What is required: Rewrite every one of the records below with "bounding box" replaced by "rectangle" and everything else unchanged, leaving out the pictures.

Input material:
________________

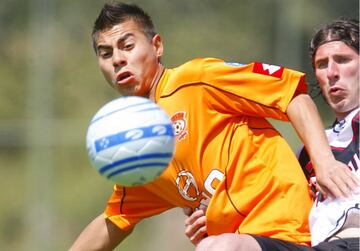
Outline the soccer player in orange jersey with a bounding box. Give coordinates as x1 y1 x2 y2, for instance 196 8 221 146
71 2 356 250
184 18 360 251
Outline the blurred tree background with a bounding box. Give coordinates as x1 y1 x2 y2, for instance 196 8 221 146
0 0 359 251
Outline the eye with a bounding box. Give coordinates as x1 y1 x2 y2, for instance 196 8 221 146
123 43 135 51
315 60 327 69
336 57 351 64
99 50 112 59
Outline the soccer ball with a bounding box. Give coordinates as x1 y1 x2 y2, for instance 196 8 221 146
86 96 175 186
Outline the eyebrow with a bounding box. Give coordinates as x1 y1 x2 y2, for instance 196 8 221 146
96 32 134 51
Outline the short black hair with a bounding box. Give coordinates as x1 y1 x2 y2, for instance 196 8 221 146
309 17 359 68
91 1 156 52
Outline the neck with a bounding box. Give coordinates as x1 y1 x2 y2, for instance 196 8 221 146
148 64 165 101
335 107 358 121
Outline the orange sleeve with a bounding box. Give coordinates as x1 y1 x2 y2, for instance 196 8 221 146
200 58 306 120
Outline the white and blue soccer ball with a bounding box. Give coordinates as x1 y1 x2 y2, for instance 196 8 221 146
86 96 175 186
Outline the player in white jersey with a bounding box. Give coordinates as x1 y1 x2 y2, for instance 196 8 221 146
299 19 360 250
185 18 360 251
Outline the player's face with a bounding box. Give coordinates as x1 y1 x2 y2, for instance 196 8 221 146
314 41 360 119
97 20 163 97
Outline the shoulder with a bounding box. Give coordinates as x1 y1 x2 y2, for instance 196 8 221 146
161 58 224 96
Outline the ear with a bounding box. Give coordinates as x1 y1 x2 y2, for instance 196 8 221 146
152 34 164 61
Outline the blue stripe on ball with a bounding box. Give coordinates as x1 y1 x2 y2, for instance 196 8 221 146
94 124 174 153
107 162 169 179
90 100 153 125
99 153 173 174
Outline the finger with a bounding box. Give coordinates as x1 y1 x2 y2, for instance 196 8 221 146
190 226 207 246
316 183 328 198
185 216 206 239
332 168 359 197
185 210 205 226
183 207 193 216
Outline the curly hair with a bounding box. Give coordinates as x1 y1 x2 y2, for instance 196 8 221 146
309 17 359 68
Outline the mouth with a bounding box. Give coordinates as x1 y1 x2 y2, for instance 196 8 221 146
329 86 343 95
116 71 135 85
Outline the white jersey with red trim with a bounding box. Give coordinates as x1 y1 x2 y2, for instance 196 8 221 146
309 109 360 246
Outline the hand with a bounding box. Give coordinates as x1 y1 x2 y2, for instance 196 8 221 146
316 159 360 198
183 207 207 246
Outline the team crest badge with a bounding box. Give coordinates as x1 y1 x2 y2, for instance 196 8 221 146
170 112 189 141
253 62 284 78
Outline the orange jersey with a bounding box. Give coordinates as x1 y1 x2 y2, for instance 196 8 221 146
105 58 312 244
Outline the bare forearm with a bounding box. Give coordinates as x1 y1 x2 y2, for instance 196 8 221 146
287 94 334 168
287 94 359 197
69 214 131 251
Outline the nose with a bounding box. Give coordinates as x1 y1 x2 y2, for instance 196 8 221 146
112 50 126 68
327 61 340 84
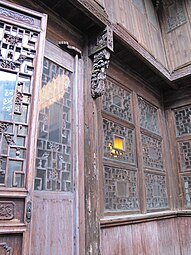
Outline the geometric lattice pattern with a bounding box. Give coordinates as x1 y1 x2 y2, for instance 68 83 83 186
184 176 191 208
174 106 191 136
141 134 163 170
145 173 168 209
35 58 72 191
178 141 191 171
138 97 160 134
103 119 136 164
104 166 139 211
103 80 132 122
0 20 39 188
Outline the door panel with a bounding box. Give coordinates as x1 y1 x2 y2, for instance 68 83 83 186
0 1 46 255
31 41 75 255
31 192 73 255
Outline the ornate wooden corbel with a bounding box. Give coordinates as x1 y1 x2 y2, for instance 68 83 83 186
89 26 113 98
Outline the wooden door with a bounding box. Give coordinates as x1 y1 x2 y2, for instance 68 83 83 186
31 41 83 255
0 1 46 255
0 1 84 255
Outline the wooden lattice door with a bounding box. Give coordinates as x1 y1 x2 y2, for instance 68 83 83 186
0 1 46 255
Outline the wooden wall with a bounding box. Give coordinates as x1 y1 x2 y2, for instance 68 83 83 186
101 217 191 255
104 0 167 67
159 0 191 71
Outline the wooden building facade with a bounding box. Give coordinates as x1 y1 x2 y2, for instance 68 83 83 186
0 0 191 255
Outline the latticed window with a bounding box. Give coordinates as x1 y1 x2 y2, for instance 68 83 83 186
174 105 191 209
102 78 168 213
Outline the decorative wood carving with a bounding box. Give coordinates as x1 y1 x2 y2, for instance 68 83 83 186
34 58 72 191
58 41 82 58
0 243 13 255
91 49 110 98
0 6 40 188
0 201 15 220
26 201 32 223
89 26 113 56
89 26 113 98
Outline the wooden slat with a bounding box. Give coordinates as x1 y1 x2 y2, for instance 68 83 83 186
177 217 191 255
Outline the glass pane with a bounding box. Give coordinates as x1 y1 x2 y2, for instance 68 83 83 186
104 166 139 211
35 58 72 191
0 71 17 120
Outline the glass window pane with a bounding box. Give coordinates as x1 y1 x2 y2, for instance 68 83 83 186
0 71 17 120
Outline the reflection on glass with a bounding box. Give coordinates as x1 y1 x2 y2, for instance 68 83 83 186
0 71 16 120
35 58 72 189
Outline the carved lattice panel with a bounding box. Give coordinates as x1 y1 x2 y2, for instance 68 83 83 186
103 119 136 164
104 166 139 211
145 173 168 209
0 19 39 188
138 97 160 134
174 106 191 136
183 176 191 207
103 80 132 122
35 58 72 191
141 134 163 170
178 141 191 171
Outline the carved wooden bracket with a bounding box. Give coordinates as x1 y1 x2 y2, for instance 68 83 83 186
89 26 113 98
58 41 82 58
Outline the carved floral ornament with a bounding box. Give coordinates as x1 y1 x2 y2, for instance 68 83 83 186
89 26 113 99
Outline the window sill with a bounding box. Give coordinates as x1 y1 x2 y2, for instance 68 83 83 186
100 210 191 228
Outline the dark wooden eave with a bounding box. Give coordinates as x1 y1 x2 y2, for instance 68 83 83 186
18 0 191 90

________________

Task result:
Outline the soccer player in orange jersey with a rectangle. Give coordinates as x1 y1 x2 y2, for instance 196 8 221 146
71 2 356 250
184 18 360 251
Outline the blurred tree background with a rectangle. Give coordinates as x1 y1 x2 y2, for instance 196 8 221 146
0 0 359 251
Outline the eye with a rectangle. Give coordinates as x1 y1 x2 y2, for instance 196 8 221 146
123 43 135 51
315 60 327 69
336 57 351 64
99 50 112 59
Outline the soccer ball with a rectangle. Give coordinates as x1 y1 x2 y2, for instance 196 8 221 146
86 96 175 186
Outline the eyebrow with a rectangle. Give coordinates as x1 y1 x2 y2, for instance 196 8 221 146
96 32 134 51
Outline the short black hair with a rectangle. Give coordinates as x1 y1 x2 y2, for instance 196 8 221 146
309 17 359 68
91 1 156 52
Outline the neck with a rectangle. Give coordinates as x1 y1 x2 y2, for instance 196 8 221 146
148 64 165 101
335 107 358 121
Outline the orange sleeve with a rectangle. Give coordinates as x1 y1 x2 y2, for instance 196 8 221 146
200 58 306 120
Outline the white and blue soccer ball with a rectangle. Give coordinates as x1 y1 x2 y2, for instance 196 8 221 146
86 96 175 186
Outline the player in white jersey with a rectangle. Give coordinates as x1 y1 x2 y2, for instance 196 8 221 146
299 19 360 250
185 18 360 251
Outline the player's face with a rectangle. Give coordinates as x1 y1 x2 y2, for instance 196 8 221 146
314 41 360 119
97 20 163 97
Outline the shoulder with a rectangle. Give coordinates as x1 y1 x2 y2, for instance 196 8 221 146
161 58 224 96
Outline the ear with a rectangle. Give coordinates as x1 y1 x2 y2, for instance 196 8 221 146
152 34 164 61
Outline the blue stripe on ball with a rectangle. Give coordinates as x1 y1 x2 y2, for instance 196 8 221 146
94 124 174 153
107 162 169 179
90 100 153 125
99 153 173 174
Outline the finger with a rectangle. Give coordinates as x1 y1 x2 y2, for instance 196 8 221 146
190 226 207 246
316 183 328 198
185 216 206 239
332 168 359 197
185 210 205 226
183 207 193 216
Outline the curly hair with a rectangle. Give coordinates as x1 y1 x2 y2, for instance 196 8 221 146
309 17 359 68
Outline the mouth with a rectangle. Give coordinates as x1 y1 x2 y2, for instance 196 8 221 146
329 86 343 95
116 71 135 85
Outline the white jersey with red trim with a rectangle. Give coordinates as x1 y1 x2 y2, for instance 196 8 221 146
309 109 360 246
Outline the hand with a rectangle. Give coordinates as x1 y1 x2 y2, for instance 196 8 221 146
316 159 360 198
183 207 207 246
Outline the team crest badge with a rectangle. Give coordinates as x1 y1 x2 y2, for instance 196 8 221 146
170 112 189 141
253 62 284 78
Outline the orange jersey with a rectangle. Give coordinates as x1 y1 x2 y2, for instance 196 8 221 146
105 58 312 244
Outline the bare forearm with a rectangle. Give coordinates as x1 y1 x2 y2, for instance 196 8 221 146
287 94 334 168
287 94 359 197
69 214 131 251
Outline the nose with a rectangle. Give coordinates as x1 y1 x2 y2, for instance 196 8 221 146
112 50 126 68
327 61 340 84
Outline the geometric lattice pattern with a rectangle. Give coordinates as x1 y1 x2 y2, for instance 68 83 83 186
184 176 191 208
174 106 191 136
141 134 163 170
145 173 168 209
35 58 72 191
178 141 191 171
138 97 160 134
103 119 136 164
104 166 139 211
103 80 132 122
0 20 39 188
Outline the door panel with a rectangle. Give coordinates as x1 y1 x2 y2, for instance 68 83 83 186
0 1 46 255
31 41 75 255
31 192 73 255
Outline the ornate wooden corbel with a rectangle. Give coordinates as x1 y1 x2 y2, for instance 68 83 83 186
89 26 113 98
Outline the wooden door with a rectangle. Give coordinates as x1 y1 x2 y2, for instance 68 83 83 186
31 41 83 255
0 1 46 255
0 1 84 255
Outline the wooden lattice door with a rectangle. Give coordinates as x1 y1 x2 y2, for instance 68 83 83 186
0 1 46 255
Outline the wooden wall with a rectangle. Give coordinates as x1 y1 x2 y2, for instance 68 83 83 186
101 217 191 255
104 0 167 67
159 0 191 71
Outline the wooden building facade with a rectangle. Give coordinates as x1 y1 x2 y2, for instance 68 83 83 186
0 0 191 255
Outline the latticed window with a rectangle. Give coordinates as x1 y1 x2 y2, for instance 68 83 83 186
174 105 191 209
102 78 168 213
Outline the decorative wood carving with a rectangle. Give coordinates as x1 y1 x2 y2, for instance 68 83 83 186
34 58 72 191
58 41 82 58
0 243 13 255
91 49 110 98
0 6 40 188
0 201 15 220
26 201 32 223
89 26 113 56
89 26 113 98
Outline the wooden slat with a rectangle. Give coordinates as x1 y1 x2 y2, for instance 68 83 83 186
177 217 191 255
Outline the glass pane with a rectangle. Give coordinates as x1 y1 x2 y2, for instance 68 83 83 186
104 166 139 211
35 58 72 191
0 71 17 120
Outline the glass window pane with a rectangle. Give coordinates as x1 y1 x2 y2, for instance 68 83 83 186
0 71 17 120
Outline the reflection on glass with a rectangle. Give coordinates as x1 y1 x2 y2, for instance 68 83 83 186
0 71 16 120
35 58 72 189
Outline the carved lattice panel with a rectangle. Give coordinates as x1 y1 x2 y2, for instance 68 83 83 186
103 119 136 164
104 166 139 211
145 173 168 209
0 19 39 188
138 97 160 134
174 106 191 136
183 176 191 207
103 80 132 122
35 58 72 191
141 134 163 170
178 141 191 171
Outline the carved wooden bracket with a rectangle. Give coordinates as x1 y1 x2 y2, for instance 68 83 83 186
89 26 113 98
58 41 82 58
Outline the carved floral ornament with a rectangle. Give coordinates as x1 y1 x2 y2, for instance 68 83 83 186
89 26 113 99
Outline the window sill with a rectangle. Give coordinates as x1 y1 x2 y2, for instance 68 83 83 186
100 210 191 228
Outline the dark wooden eave with a rectangle. Give coordinates as x1 y1 x2 y2, for instance 68 83 83 186
18 0 191 90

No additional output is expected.